For some reason, I thought that was the grandma and that's when I got really ticked. I may have heard wrong.


----------



## MzRhonda

Crackers Phinn said:


> *I'm having some difficulty understanding why only one employee and the customer was arrested when it was half a dozen hostile Viet cong  swinging brooms.  That's 1.*
> 
> Two.  What is this protest supposed to do?


This!!!!!!!^^^^


----------



## dyh080

discodumpling said:


> I dont do mani pedis often...but with an abundance of Asian owned salons all through out Queens and Nassau County of course that's where I go.
> I've been to Black salons where the chick didn't want to mess up her own nail art so she did a less than stellar job. Black folks act stush like they dont wanna even touch your feet here! Black salons are far & few between and can charge 2x+ what the Asians are charging.
> I'm gonna continue to manage my hands and feet myself for now.




Funny I got the same treatment from two black sales clerks in the shoe department. Neither acted like they wanted to be bothered at all, although they would have received a commission from the sale.


----------



## dyh080

When something like this happens we always say the same thing..."we need to have our own...." " we need to stick together".... but I see a few problems with that.  

CAUTION: This is MY opinion only. If you are easily offended please do not read.

1. "We" will never stick together because there are not enough "we".  Remember, most people who call themselves Black are not from the same country although most have ONLY a  continent in common.  So it is only natural  (we )Blacks do not "stick together".  In this Asian shop I BET they have a country in common. You do not see Vietnamese "sticking together" with Indians or Koreans or with Filipinos.... I can go on.

 Just imagine Indians rallying around a Chinese candidate for president and calling him "our president".

* [Saved entries]
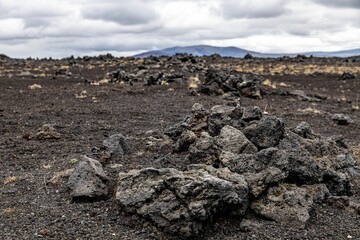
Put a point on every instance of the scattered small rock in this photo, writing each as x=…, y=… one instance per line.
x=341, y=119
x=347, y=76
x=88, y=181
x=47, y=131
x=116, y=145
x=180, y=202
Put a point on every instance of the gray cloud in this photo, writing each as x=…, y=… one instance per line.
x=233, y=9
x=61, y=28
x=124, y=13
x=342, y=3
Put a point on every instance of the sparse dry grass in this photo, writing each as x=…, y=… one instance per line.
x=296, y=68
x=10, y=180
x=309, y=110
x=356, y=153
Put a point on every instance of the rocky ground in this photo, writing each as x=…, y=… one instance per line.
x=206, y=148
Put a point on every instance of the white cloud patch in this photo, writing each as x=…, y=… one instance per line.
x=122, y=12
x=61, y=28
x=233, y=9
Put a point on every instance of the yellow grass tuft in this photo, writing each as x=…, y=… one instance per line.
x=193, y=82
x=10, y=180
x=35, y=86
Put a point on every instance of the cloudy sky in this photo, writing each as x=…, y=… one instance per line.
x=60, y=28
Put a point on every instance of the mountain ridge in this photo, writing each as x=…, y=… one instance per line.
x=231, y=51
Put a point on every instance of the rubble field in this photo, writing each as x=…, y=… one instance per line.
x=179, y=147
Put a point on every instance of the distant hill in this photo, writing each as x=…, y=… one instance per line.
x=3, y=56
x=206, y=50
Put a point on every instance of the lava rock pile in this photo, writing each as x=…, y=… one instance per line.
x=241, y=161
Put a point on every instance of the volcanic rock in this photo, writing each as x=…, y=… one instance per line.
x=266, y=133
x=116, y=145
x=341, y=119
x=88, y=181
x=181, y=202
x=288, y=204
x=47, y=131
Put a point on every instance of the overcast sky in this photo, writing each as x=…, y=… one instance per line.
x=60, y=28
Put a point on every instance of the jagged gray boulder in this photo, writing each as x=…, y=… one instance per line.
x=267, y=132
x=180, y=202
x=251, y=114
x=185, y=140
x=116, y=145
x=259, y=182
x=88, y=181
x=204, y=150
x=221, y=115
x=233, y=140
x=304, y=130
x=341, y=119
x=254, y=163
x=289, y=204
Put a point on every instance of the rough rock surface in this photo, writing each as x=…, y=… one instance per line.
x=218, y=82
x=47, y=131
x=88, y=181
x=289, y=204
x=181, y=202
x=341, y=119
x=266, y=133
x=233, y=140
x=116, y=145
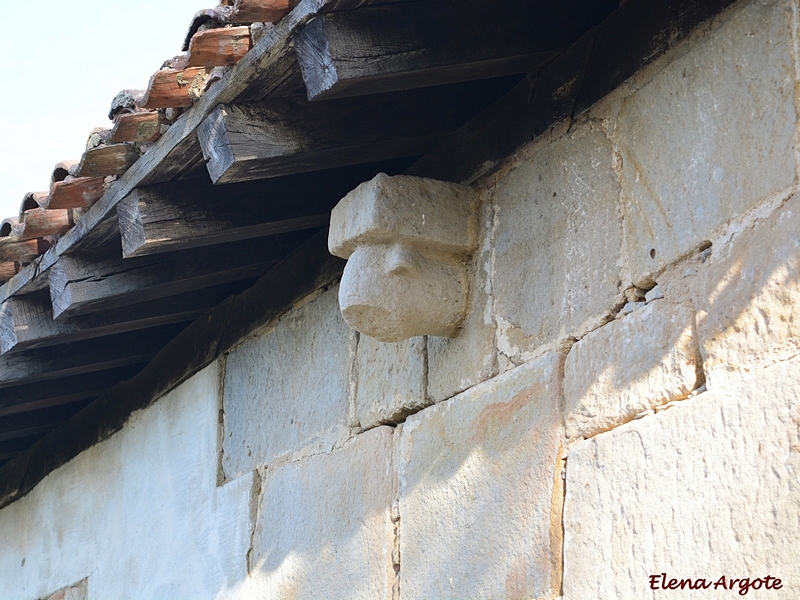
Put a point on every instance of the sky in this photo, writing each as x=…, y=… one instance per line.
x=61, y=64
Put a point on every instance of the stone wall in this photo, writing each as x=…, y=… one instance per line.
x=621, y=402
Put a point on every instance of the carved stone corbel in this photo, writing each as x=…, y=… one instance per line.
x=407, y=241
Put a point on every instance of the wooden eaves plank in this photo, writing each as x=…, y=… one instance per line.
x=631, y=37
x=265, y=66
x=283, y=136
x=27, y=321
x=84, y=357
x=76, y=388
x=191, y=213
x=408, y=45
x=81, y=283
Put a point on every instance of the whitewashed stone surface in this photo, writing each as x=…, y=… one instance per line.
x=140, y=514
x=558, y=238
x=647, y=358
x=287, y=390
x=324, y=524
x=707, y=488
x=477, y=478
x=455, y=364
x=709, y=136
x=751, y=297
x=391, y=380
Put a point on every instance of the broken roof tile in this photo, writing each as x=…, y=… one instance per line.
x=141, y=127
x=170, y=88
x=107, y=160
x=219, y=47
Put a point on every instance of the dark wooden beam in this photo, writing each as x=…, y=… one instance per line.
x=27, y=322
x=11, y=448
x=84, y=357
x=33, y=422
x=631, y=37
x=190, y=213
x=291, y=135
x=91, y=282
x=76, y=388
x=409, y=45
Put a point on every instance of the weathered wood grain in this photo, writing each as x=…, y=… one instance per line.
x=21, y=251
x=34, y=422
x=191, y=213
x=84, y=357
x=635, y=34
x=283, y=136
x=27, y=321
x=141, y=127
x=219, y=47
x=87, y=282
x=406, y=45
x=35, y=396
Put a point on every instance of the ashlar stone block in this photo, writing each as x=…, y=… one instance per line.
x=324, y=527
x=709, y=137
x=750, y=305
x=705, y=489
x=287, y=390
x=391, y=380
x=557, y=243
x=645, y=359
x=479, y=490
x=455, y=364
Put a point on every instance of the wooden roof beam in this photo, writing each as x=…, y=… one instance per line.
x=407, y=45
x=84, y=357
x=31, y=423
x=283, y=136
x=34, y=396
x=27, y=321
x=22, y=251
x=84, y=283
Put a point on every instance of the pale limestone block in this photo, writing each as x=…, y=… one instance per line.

==

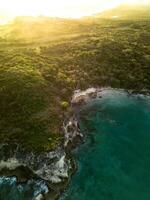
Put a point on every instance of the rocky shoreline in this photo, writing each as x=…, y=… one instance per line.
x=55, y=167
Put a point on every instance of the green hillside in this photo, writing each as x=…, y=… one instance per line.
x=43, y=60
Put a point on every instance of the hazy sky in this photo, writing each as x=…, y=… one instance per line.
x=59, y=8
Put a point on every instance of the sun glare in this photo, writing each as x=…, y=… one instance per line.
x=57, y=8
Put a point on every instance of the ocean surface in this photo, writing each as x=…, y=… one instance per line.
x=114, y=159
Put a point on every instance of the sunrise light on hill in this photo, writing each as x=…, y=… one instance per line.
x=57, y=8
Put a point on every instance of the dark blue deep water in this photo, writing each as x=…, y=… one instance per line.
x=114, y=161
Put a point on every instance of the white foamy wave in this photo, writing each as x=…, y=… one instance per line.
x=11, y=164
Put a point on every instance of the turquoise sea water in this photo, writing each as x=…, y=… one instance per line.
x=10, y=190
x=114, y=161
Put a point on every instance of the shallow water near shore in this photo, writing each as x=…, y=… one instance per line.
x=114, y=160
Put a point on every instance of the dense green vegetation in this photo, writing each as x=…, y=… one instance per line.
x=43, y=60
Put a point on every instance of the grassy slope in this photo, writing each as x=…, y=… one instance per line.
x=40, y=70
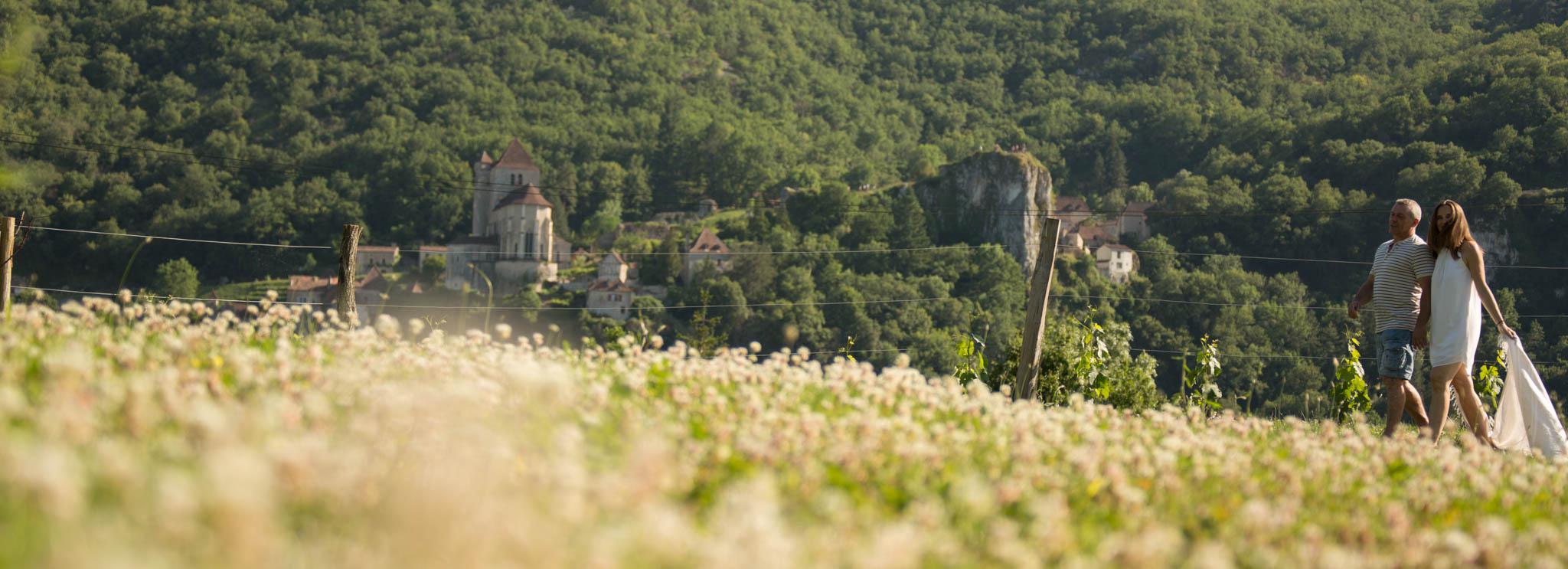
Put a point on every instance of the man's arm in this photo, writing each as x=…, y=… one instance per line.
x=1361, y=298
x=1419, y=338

...

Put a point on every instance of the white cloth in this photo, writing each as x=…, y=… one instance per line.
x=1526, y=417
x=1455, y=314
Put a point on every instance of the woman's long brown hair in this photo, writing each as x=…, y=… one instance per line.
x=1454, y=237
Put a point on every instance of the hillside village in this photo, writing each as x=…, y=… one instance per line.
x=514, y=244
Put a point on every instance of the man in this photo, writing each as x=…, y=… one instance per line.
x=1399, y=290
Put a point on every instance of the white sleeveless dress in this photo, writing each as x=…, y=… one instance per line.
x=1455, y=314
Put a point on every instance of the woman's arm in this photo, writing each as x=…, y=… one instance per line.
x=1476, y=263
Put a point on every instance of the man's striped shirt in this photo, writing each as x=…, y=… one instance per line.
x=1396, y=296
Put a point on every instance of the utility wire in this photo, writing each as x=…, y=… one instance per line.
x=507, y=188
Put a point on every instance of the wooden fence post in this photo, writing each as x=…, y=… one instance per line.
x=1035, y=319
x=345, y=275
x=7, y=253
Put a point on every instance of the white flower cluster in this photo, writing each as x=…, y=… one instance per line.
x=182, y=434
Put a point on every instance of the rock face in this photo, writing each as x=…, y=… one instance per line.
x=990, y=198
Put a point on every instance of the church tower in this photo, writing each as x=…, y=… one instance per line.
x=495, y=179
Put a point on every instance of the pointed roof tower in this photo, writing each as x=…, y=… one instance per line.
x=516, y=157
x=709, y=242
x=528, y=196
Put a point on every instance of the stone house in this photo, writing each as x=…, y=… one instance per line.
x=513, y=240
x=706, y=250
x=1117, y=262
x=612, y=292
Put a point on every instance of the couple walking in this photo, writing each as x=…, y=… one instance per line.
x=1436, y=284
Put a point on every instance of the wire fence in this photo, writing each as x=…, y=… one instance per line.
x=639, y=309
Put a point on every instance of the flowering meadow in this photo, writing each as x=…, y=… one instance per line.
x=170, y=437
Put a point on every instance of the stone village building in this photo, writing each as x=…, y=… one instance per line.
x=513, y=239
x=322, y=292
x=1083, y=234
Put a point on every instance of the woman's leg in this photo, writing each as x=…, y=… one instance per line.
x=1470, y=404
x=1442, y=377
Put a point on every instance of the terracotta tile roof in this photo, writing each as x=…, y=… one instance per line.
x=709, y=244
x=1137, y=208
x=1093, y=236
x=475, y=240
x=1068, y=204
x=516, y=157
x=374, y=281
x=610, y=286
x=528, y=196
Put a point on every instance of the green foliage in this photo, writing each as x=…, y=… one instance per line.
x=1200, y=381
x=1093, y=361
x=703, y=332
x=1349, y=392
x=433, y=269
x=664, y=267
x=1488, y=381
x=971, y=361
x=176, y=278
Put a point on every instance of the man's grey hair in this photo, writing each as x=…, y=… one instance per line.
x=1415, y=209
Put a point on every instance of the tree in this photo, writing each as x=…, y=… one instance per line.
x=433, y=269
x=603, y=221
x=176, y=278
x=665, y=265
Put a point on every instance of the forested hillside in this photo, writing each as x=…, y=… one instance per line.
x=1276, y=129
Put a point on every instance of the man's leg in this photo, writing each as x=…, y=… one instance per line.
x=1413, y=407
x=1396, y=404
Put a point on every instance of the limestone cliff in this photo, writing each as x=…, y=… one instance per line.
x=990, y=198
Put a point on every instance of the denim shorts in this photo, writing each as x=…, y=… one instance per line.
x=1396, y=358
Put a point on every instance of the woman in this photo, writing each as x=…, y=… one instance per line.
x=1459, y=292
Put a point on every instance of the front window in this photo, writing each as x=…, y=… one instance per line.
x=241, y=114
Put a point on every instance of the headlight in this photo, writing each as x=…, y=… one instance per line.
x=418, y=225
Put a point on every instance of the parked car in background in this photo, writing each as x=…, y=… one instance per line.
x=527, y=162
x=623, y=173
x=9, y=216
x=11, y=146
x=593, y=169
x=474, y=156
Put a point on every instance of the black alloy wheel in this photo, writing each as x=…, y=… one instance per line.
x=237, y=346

* [SHORT TASK] Return the stretch of the forum thread from "Funny I got" through "problems with that.", copied word for word. The entries are separate material and have no connection to the forum thread.

* [RESULT]
Funny I got the same treatment from two black sales clerks in the shoe department. Neither acted like they wanted to be bothered at all, although they would have received a commission from the sale.


----------



## dyh080

When something like this happens we always say the same thing..."we need to have our own...." " we need to stick together".... but I see a few problems with that.